(Dataset records)
◆ ◆ ◆

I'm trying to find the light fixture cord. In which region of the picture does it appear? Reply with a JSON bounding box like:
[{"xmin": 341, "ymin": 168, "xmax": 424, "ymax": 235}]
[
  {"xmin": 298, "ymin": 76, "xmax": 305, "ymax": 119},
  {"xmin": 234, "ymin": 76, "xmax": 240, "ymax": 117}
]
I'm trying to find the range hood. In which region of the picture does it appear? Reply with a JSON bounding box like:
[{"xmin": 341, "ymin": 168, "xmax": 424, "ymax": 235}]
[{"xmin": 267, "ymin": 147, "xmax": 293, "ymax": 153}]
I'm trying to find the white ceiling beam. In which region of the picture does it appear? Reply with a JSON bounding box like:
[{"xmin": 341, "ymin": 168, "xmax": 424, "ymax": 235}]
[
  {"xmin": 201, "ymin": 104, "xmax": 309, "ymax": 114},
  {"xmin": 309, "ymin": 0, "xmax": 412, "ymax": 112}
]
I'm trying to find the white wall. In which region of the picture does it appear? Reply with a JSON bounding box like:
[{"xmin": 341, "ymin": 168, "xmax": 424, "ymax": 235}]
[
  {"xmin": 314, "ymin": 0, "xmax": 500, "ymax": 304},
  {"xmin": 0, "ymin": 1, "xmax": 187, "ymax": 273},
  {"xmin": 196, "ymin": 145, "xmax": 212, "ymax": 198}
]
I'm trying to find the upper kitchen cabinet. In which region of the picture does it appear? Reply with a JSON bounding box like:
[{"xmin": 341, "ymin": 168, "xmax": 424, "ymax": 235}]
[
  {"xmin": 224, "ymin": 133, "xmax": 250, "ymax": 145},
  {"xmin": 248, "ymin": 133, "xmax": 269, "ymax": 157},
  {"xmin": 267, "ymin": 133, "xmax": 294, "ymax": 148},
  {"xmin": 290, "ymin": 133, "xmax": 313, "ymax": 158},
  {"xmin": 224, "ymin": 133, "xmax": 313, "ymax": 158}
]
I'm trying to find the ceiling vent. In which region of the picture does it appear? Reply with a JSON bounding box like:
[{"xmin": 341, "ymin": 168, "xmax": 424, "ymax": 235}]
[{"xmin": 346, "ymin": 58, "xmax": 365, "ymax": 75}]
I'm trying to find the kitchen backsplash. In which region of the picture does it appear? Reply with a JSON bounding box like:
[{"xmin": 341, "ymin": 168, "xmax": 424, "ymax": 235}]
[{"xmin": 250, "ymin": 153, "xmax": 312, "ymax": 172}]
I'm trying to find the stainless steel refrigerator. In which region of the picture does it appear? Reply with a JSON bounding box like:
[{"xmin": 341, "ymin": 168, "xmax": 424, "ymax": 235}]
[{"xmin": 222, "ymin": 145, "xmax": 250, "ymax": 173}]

◆ ◆ ◆

| Goal |
Copy all of the entries above word for word, keeping every line unchanged.

| Final answer |
I'm trying to find the light fixture cord. In which region of the picture does it appear? Reply with a JSON bounding box like:
[{"xmin": 341, "ymin": 168, "xmax": 424, "ymax": 235}]
[
  {"xmin": 298, "ymin": 76, "xmax": 305, "ymax": 119},
  {"xmin": 234, "ymin": 76, "xmax": 240, "ymax": 117}
]
I'm trying to find the range hood. In which region of the picture does it appear? Reply with a JSON bounding box like:
[{"xmin": 341, "ymin": 168, "xmax": 424, "ymax": 235}]
[{"xmin": 267, "ymin": 147, "xmax": 293, "ymax": 153}]
I'm trying to find the white ceiling beam. In which region of the picture does it appear? Reply with a JSON bounding box like:
[{"xmin": 341, "ymin": 168, "xmax": 424, "ymax": 235}]
[
  {"xmin": 201, "ymin": 104, "xmax": 309, "ymax": 114},
  {"xmin": 309, "ymin": 0, "xmax": 412, "ymax": 112}
]
I'm trying to find the white wall. In which region of the picture does it appear? Reply with a JSON bounding box like:
[{"xmin": 341, "ymin": 168, "xmax": 424, "ymax": 235}]
[
  {"xmin": 314, "ymin": 0, "xmax": 500, "ymax": 304},
  {"xmin": 0, "ymin": 1, "xmax": 187, "ymax": 273},
  {"xmin": 196, "ymin": 145, "xmax": 212, "ymax": 198}
]
I'm trying to find the upper kitchen cabinet. In which region of the picture does it appear? Reply with a JSON bounding box like:
[{"xmin": 341, "ymin": 168, "xmax": 424, "ymax": 235}]
[
  {"xmin": 224, "ymin": 133, "xmax": 250, "ymax": 145},
  {"xmin": 248, "ymin": 133, "xmax": 269, "ymax": 157},
  {"xmin": 267, "ymin": 133, "xmax": 294, "ymax": 148},
  {"xmin": 290, "ymin": 133, "xmax": 313, "ymax": 158},
  {"xmin": 224, "ymin": 133, "xmax": 313, "ymax": 158}
]
I'm trying to find the ceiling vent. In which region of the picture does it appear? Reply with a JSON bounding box like:
[{"xmin": 341, "ymin": 168, "xmax": 424, "ymax": 235}]
[{"xmin": 346, "ymin": 58, "xmax": 365, "ymax": 75}]
I'm trying to find the kitchen backsplash. In which region of the picture does it appear? Reply with a JSON bounding box like:
[{"xmin": 341, "ymin": 168, "xmax": 424, "ymax": 235}]
[{"xmin": 250, "ymin": 153, "xmax": 312, "ymax": 172}]
I'm trying to find the stainless steel refrigerator. In which region of the picture does it appear? Reply with a JSON bounding box like:
[{"xmin": 341, "ymin": 168, "xmax": 424, "ymax": 235}]
[{"xmin": 222, "ymin": 145, "xmax": 250, "ymax": 173}]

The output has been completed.